WHAT TO PRODUCE: Transcribe the following records in full, exactly as shown.
··········
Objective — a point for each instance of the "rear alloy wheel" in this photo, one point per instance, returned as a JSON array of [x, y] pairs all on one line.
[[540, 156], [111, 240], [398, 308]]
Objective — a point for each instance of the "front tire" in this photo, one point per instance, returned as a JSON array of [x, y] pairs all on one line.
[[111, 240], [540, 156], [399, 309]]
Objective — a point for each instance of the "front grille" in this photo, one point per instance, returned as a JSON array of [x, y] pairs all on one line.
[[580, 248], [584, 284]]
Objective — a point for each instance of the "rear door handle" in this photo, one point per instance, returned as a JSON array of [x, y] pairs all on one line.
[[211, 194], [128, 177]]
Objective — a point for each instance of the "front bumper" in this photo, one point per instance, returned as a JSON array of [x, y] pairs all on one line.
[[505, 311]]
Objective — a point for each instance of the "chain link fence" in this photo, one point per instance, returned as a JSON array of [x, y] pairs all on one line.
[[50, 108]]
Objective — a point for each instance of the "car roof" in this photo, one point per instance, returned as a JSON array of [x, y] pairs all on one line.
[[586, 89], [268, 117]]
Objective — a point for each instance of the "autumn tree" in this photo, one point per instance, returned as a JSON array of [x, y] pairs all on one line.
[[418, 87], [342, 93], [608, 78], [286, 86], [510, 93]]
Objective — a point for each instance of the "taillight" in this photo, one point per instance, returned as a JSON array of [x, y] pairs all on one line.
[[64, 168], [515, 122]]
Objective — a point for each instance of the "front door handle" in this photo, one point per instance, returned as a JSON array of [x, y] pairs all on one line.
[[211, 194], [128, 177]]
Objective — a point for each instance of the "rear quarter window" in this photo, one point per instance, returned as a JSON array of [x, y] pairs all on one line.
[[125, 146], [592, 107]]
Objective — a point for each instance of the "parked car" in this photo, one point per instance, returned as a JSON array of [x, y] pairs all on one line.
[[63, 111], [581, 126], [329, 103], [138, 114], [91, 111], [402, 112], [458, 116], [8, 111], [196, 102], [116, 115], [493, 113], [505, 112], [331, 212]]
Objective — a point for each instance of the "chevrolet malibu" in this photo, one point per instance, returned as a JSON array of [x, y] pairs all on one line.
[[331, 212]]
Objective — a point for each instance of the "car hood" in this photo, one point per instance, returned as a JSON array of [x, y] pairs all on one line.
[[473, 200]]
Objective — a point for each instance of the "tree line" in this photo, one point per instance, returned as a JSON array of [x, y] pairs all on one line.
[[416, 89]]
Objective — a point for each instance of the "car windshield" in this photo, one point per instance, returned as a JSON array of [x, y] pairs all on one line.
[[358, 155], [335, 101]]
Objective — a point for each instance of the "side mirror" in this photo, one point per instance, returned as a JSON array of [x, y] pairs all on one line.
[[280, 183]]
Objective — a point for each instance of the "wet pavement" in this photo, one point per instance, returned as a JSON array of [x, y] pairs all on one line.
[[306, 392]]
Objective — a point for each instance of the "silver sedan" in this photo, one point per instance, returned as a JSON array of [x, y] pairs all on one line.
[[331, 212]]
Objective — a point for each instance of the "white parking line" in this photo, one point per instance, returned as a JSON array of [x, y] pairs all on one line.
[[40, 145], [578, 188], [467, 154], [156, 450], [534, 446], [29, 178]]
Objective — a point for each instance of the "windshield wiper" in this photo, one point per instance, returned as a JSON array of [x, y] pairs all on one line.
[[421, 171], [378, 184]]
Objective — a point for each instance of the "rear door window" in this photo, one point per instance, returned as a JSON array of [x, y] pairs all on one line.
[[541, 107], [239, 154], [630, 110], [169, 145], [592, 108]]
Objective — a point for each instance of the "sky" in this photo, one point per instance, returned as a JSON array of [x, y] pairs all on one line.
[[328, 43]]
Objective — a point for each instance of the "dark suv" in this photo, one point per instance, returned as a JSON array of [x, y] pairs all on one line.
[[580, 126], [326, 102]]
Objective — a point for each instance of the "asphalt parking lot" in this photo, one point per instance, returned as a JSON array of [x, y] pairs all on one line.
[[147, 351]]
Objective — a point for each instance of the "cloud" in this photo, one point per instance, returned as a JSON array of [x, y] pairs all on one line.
··········
OUTPUT OF THE EXERCISE:
Objective — a point for each instance of the "rear alloy wheel" in this photo, one point per instance, returned as a JSON array of [x, y] pairs all on one line.
[[540, 156], [111, 240], [398, 308]]
Objective — a point for each instance of the "front tire" in this photo, one point per instance, returned as a JSON array of [x, y] pairs all on one line.
[[111, 240], [540, 156], [399, 309]]
Objective — a point for each instance of the "front grille" in this photo, one point per instance, returned as a JSON array of [x, y] pairs all on one line.
[[580, 248], [584, 284]]
Objective — a point for each instance of the "rear door handle" in this photo, one point per instance, returned as a JSON array of [x, y] pairs all on one line.
[[211, 194], [128, 177]]
Objective — a point for each instance of the "front bumper" in this photo, one point per instance, returned as a JSON array of [x, y] pairs all on one line.
[[505, 311]]
Objective — a point for each instance of the "chain link fence" in this photo, one point per instance, returned as a JSON array of [x, y] pairs all on one line.
[[50, 108]]
Objective — a point for each instance of the "car roof" in this photo, one point per instance, returned as a JSON array of [x, y] pairs all on one line.
[[586, 89], [268, 117]]
Objective — a point for each instance of the "autumn tree" in this photo, one point per instance, returned as a JSON array of [x, y] pairs all on one line.
[[418, 87], [342, 93], [608, 78], [286, 86], [510, 93]]
Objective — a point for each instance of the "taillight" in this photo, one point per instance, returned as a JSON array of [x, y] pairs all on one line.
[[64, 168], [515, 122]]
Objective — a point for each instance of the "front door handle" in this photo, one point per instance, returned as a JSON array of [x, y] pairs all on one line.
[[211, 194], [128, 177]]
Objective — a point for each instance of the "rear quarter window" in this photo, one point per instance, returned as a JSON array of [x, y] pairs all on one line.
[[125, 146], [592, 107]]
Objective — a point for each instance of the "parked car" in this photo, one point per instance, returned as a JSON array of [x, y] pairs all on one line.
[[63, 111], [581, 126], [329, 103], [138, 114], [91, 111], [402, 112], [458, 116], [8, 111], [196, 102], [116, 115], [493, 113], [505, 112], [331, 212]]
Objective — a point for each instance of the "chevrolet malibu" in this photo, one point per instance, returned as a JSON array of [x, y] pairs all on one line.
[[331, 212]]
Objective — a point for each instance of the "car hood" in this photo, one point per instance, returned as a JSON array of [x, y] pairs all on one line.
[[473, 200]]
Objective — a point for each instance of the "tree line" in this photo, one point per instance, returned as a JSON array of [x, y] pairs all on one line.
[[416, 89]]
Objective — a point for each instance of the "car windshield" in this photo, one point per instance, returned as a JSON array of [x, y] pairs all on one line.
[[358, 155], [335, 101]]
Objective — a point for each instance of the "side mirror" in this photo, one point per instance, returned as a JSON array of [x, y] pairs all on one line.
[[280, 183]]
Objective — a point for each instance of the "wet pavement" in this photo, one point per instance, returned as a JSON array of [x, y] pairs all on one line.
[[306, 392]]
Objective — a point for each instance of the "silver sedan" in this photo, one point per instance, returned as a JSON array of [x, y] pairs all on one line.
[[331, 212]]
Objective — a point for each instance of the "white parking line" in this photo, one point per instance, returned as a JSON array of [x, y] pairs all on one line.
[[40, 145], [578, 188], [467, 154], [156, 450], [534, 446], [29, 178]]
Objective — a point for each instance of the "windshield wiper" in this photo, one point per instance, returned as a JSON array of [x, y] pairs all on one line.
[[421, 171], [378, 184]]
Objective — a point for each instance of the "rear door window" in this photo, one point per instance, returned as a JSON array of [x, y] pairs all on one line.
[[541, 107], [239, 154], [630, 110], [169, 145], [592, 108]]
Objective — a point for each instance of the "sky" in this photo, one point per instance, returned as a JSON array of [x, y] pairs all on one line.
[[328, 43]]
Objective — a point for each instance of the "dark suv" in this photo, one point per instance, returned as a JSON array of [x, y] pairs all on one line.
[[580, 126], [326, 102]]
Objective — a point for each instance of the "asphalt parking lot" in this photo, one point per instance, returned as a JSON array of [x, y] pairs all on one line.
[[147, 351]]
Objective — a point for each instance of the "cloud" in this photo, one point per instance, returned as a JSON array of [x, y] pairs all on one line.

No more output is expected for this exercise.